• BRIEF: Copy out the rows below, swapping each "Query" for "Prompt" and leaving everything else unchanged.

• SUPPLIED RECORDS:
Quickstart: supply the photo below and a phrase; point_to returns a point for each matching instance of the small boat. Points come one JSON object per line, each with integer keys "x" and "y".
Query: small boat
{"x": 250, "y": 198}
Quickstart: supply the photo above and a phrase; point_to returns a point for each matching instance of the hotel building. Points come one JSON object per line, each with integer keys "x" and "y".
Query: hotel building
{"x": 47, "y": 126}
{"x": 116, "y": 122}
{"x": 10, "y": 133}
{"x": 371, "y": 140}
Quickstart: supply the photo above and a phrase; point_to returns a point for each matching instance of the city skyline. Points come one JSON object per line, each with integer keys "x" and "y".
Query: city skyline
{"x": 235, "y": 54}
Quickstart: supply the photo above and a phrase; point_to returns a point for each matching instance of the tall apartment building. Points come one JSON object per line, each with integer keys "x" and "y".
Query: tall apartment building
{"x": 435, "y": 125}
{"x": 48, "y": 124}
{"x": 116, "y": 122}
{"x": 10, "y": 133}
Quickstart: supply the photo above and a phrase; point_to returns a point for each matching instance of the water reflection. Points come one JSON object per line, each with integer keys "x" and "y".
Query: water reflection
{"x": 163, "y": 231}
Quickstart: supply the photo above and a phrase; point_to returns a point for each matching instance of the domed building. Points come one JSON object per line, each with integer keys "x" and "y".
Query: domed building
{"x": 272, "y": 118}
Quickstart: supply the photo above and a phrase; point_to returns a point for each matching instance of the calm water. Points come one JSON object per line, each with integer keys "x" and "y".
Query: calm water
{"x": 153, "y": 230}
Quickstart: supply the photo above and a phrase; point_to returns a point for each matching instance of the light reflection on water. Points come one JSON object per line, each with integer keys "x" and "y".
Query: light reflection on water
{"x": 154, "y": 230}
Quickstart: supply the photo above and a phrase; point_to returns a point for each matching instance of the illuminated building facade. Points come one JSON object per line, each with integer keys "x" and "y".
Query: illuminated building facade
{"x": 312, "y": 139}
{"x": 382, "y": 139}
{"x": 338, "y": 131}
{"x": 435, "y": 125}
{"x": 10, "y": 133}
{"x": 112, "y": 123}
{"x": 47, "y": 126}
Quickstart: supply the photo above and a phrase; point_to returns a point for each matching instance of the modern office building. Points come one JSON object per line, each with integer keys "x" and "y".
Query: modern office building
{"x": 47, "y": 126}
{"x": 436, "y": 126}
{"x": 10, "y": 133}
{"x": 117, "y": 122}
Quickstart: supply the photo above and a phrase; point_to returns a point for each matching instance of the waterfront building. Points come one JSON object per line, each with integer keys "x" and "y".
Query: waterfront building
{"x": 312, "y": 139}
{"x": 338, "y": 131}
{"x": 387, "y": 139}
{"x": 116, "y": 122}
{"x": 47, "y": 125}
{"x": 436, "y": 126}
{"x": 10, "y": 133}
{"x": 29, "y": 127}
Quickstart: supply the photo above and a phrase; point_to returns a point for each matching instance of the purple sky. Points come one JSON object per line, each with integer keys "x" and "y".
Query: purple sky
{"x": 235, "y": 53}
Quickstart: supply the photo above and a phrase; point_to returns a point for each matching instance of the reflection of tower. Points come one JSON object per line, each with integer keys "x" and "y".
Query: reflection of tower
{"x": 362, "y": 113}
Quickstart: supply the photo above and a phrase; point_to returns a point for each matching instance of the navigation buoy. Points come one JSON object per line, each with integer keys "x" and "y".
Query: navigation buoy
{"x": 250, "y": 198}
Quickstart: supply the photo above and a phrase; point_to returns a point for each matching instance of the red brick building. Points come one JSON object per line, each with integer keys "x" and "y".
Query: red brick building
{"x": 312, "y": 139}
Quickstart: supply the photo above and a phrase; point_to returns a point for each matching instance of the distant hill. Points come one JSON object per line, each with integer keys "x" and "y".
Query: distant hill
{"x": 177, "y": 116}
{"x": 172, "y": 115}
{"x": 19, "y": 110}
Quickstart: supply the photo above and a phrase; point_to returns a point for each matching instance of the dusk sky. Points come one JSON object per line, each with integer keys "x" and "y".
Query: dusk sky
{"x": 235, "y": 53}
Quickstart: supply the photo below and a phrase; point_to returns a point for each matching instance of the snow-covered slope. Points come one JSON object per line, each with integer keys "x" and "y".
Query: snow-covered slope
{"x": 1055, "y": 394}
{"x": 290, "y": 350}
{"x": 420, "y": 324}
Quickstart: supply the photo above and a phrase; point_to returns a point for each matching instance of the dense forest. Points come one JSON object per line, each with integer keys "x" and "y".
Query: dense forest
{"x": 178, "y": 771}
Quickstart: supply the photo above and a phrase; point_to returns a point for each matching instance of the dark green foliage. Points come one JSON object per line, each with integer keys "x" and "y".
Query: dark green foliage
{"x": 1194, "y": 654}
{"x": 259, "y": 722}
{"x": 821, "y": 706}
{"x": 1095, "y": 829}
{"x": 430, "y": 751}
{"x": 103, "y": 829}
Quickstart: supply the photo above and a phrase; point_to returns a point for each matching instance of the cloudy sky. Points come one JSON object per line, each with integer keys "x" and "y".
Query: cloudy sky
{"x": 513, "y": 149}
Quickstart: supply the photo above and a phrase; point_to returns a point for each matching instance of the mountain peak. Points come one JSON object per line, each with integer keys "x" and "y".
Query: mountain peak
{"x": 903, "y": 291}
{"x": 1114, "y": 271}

• WRITTEN REPLY:
Quickstart: supply the photo below and a phrase; point_to returns a point for each matching instance of the small boat. Points come one JSON object per line, each with integer keys "x" and "y".
Prompt: small boat
{"x": 250, "y": 198}
Quickstart: supply the photo above and a phrase; point_to returns a point for each matching instance of the hotel building. Points come one JSON object per line, each with integer keys "x" and "y".
Prompt: hotel building
{"x": 47, "y": 126}
{"x": 116, "y": 122}
{"x": 10, "y": 133}
{"x": 371, "y": 140}
Quickstart: supply the photo above and a phrase; point_to returns a point for each matching instance of the city skyline. Points come one JSON object per line, each with integer keys "x" and "y".
Prompt: city skyline
{"x": 235, "y": 54}
Quickstart: supply the photo above and a phrase; point_to returns a point for each matching instance of the tall apartment building. Points come one JSON object per line, each with integer keys "x" and "y".
Prompt: tall apartment building
{"x": 435, "y": 125}
{"x": 48, "y": 124}
{"x": 116, "y": 122}
{"x": 10, "y": 133}
Quickstart: supply the photo above and a phrase; point_to returns a point for each matching instance of the water reflection. Points come one JSON object per line, each with integer keys "x" and "y".
Prompt: water reflection
{"x": 163, "y": 231}
Quickstart: supply the photo above and a phrase; point_to returns a point for each matching instance of the domed building. Points come one JSON object per line, each with integer keys "x" and "y".
Prompt: domed building
{"x": 272, "y": 118}
Quickstart: supply the photo above and a phrase; point_to returns a point for each matching instance of the calm water. Points come one JSON object per line, each with integer keys "x" and "y".
Prompt: calm water
{"x": 153, "y": 230}
Quickstart: supply the photo above and a phrase; point_to returns a point for each matching instance of the light reflection on water. Points come one JSON object per line, each with integer keys "x" and "y".
Prompt: light reflection on water
{"x": 154, "y": 230}
Quickstart: supply the photo above and a phrase; point_to returns a point for each matching instance of the illuminated building facade. Points come one JSON object per line, each with integer keys "x" and "y".
Prompt: illuminated building facade
{"x": 312, "y": 139}
{"x": 382, "y": 139}
{"x": 338, "y": 131}
{"x": 435, "y": 125}
{"x": 10, "y": 133}
{"x": 112, "y": 123}
{"x": 47, "y": 126}
Quickstart: supply the photo above and a phrase; point_to returns a point for each matching instance of the modern office building. Points come one JSON object per line, each with integer keys "x" and "y".
Prompt: modern office building
{"x": 47, "y": 126}
{"x": 436, "y": 126}
{"x": 10, "y": 133}
{"x": 117, "y": 122}
Quickstart: supply the photo above and a phrase; point_to returns a point for each matching instance of the waterfront building. Points come one JSON object per line, each with integer keys "x" and "y".
Prompt: waterfront building
{"x": 312, "y": 139}
{"x": 338, "y": 131}
{"x": 387, "y": 139}
{"x": 116, "y": 122}
{"x": 47, "y": 125}
{"x": 436, "y": 126}
{"x": 10, "y": 133}
{"x": 29, "y": 127}
Quickstart: supply the photo above and a phrase; point_to returns a point for each matching instance of the purple sky. Points come one JSON object per line, each with integer keys "x" and "y".
Prompt: purple sky
{"x": 235, "y": 53}
Quickstart: supply the photo above and a phrase; point_to returns a point for each matching instance of the reflection of tower. Points come one JSON object per line, each with integer keys "x" and "y".
Prompt: reflection of tower
{"x": 362, "y": 113}
Quickstart: supply the photo above and a phrase; point_to returns a point for each matching instance of the navigation buoy. Points come one JSON object per line, each with integer keys "x" and "y".
Prompt: navigation buoy
{"x": 250, "y": 198}
Quickstart: supply the photo above and a phrase; point_to returns a point for each matching instance of the red brick building. Points come one JSON object per line, each with integer keys "x" and "y".
Prompt: red brick building
{"x": 312, "y": 139}
Quickstart: supply the photo above and a phrase; point_to returns a point for each matching instance of the distant hill. Points come one JSON object per line, each with integer keys "x" and "y".
Prompt: distant hill
{"x": 177, "y": 116}
{"x": 172, "y": 115}
{"x": 19, "y": 110}
Quickstart: supply the photo above and a phrase; point_to returns a point for each matching instance of the dusk sky. Points come one JSON object per line, each with integer keys "x" and "y".
Prompt: dusk sky
{"x": 235, "y": 53}
Quickstart: supply the photo below and a phrase; point_to returns a point for each matching instance of the snow-covered slope. Points come one JSON object per line, each with integer keys "x" and "y".
Prompt: snow-covered slope
{"x": 1055, "y": 394}
{"x": 290, "y": 350}
{"x": 420, "y": 324}
Quickstart: supply the photo above and a phrase; point_to returns a point for each matching instance of the dense forest. Points come one JSON object per line, each with integer keys "x" and "y".
Prompt: dense forest
{"x": 178, "y": 771}
Quickstart: supply the photo above and a phrase; point_to returns a point for each matching instance of the dark green foliage. Points come one JSON object per line, each with integer keys "x" and "y".
Prompt: dark green foliage
{"x": 1194, "y": 654}
{"x": 259, "y": 722}
{"x": 821, "y": 706}
{"x": 1095, "y": 829}
{"x": 430, "y": 751}
{"x": 103, "y": 829}
Quickstart: supply the photo above and a phrase; point_to returns a point for each matching instance of the cloudy sky. Points come one JSON object per line, each with integer keys "x" and "y".
Prompt: cloudy sky
{"x": 513, "y": 149}
Quickstart: supply the photo above and a phrase; point_to returns a point for each matching instance of the mountain peak. Points come one JSON object per line, each with integer keys "x" and "y".
Prompt: mountain peak
{"x": 903, "y": 291}
{"x": 1114, "y": 271}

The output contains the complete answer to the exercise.